> _EXERCISE TASK_:
Please reproduce all of the records below word for word, leaving the pictures out of your answer.

> _RECORD EXCERPTS_:
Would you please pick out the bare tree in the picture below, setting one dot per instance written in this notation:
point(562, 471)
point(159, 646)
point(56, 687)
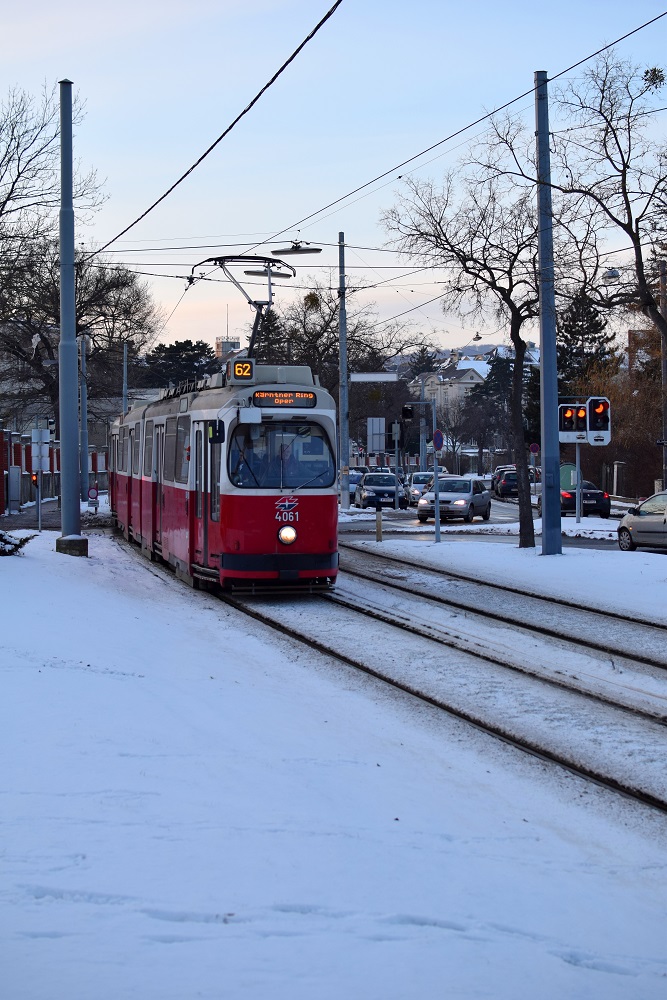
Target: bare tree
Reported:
point(481, 228)
point(30, 172)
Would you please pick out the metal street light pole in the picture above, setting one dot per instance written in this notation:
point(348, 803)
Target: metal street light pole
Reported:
point(83, 437)
point(70, 542)
point(551, 526)
point(663, 366)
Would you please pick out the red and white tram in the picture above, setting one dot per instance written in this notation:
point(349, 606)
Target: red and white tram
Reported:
point(232, 480)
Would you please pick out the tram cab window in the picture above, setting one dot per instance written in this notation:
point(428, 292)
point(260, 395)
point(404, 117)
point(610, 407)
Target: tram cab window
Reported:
point(136, 449)
point(277, 456)
point(148, 449)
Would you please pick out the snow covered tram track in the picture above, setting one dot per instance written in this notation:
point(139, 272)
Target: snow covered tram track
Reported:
point(605, 632)
point(613, 747)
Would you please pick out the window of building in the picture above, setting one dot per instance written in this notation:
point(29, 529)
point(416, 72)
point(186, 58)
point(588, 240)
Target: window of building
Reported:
point(169, 449)
point(136, 449)
point(148, 449)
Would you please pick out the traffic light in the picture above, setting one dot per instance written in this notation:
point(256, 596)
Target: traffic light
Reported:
point(599, 420)
point(565, 418)
point(572, 423)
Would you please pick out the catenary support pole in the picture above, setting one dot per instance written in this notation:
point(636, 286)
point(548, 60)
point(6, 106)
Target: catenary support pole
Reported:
point(125, 377)
point(71, 542)
point(343, 396)
point(551, 527)
point(436, 477)
point(422, 427)
point(83, 437)
point(663, 362)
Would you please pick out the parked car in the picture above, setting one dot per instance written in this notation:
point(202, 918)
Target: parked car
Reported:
point(497, 473)
point(355, 477)
point(378, 489)
point(507, 484)
point(464, 498)
point(416, 484)
point(593, 501)
point(645, 524)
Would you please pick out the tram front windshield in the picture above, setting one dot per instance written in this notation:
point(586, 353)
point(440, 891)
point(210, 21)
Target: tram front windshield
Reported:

> _EXERCISE RESPONSE_:
Would you please pick out the bare tree in the picture below, setting one dot per instance written in this notation:
point(562, 471)
point(159, 646)
point(56, 687)
Target: bare tree
Reported:
point(481, 228)
point(30, 172)
Would you please pick out the metal street light pole in the picture above, setting one dot per instance written in this notation:
point(348, 803)
Target: metal street light pole
Reported:
point(83, 437)
point(70, 542)
point(551, 526)
point(663, 366)
Would you please pick out the red and white tram in the picture above, setting one dot per instance written in this notation:
point(349, 606)
Target: red and white tram
Reported:
point(232, 480)
Would you please pick out the tram cab window in the picture above, setting one dot per instance written in this notation:
point(428, 292)
point(260, 395)
point(404, 117)
point(610, 407)
Target: tram cab window
Reported:
point(136, 449)
point(277, 456)
point(148, 449)
Would you please pick out the snow covered tram track in the picture above, setting one dot per instance written in this notation:
point(139, 272)
Target: snow covered tram track
Reported:
point(605, 632)
point(613, 747)
Would you please pick out the window of building in the picture above, setting one dot per instance written in this notation:
point(29, 529)
point(416, 72)
point(186, 58)
point(588, 240)
Target: window of building
Reported:
point(169, 449)
point(136, 449)
point(148, 449)
Would you please pick out the traffic light in the picture above, setting one dot per instance written in this notation:
point(256, 596)
Target: traffic light
Reported:
point(599, 420)
point(565, 418)
point(572, 423)
Would you please pick out the catenary support pole in the picture above, setting one dot per instance written in this notation:
point(636, 286)
point(548, 60)
point(6, 106)
Target: catenary support pole
Reported:
point(125, 377)
point(71, 542)
point(343, 396)
point(551, 527)
point(436, 477)
point(422, 427)
point(83, 437)
point(663, 362)
Would you please pick out the parked car in the picture above, setting one dot per instance written in this notation:
point(202, 918)
Target: parked car
Reported:
point(497, 473)
point(355, 477)
point(378, 489)
point(507, 484)
point(464, 498)
point(416, 484)
point(593, 501)
point(645, 524)
Would you please pick out the tram front windshield in the picture above, setting one dot per instance written in this notation:
point(586, 353)
point(440, 891)
point(210, 21)
Target: tram front windshield
Reported:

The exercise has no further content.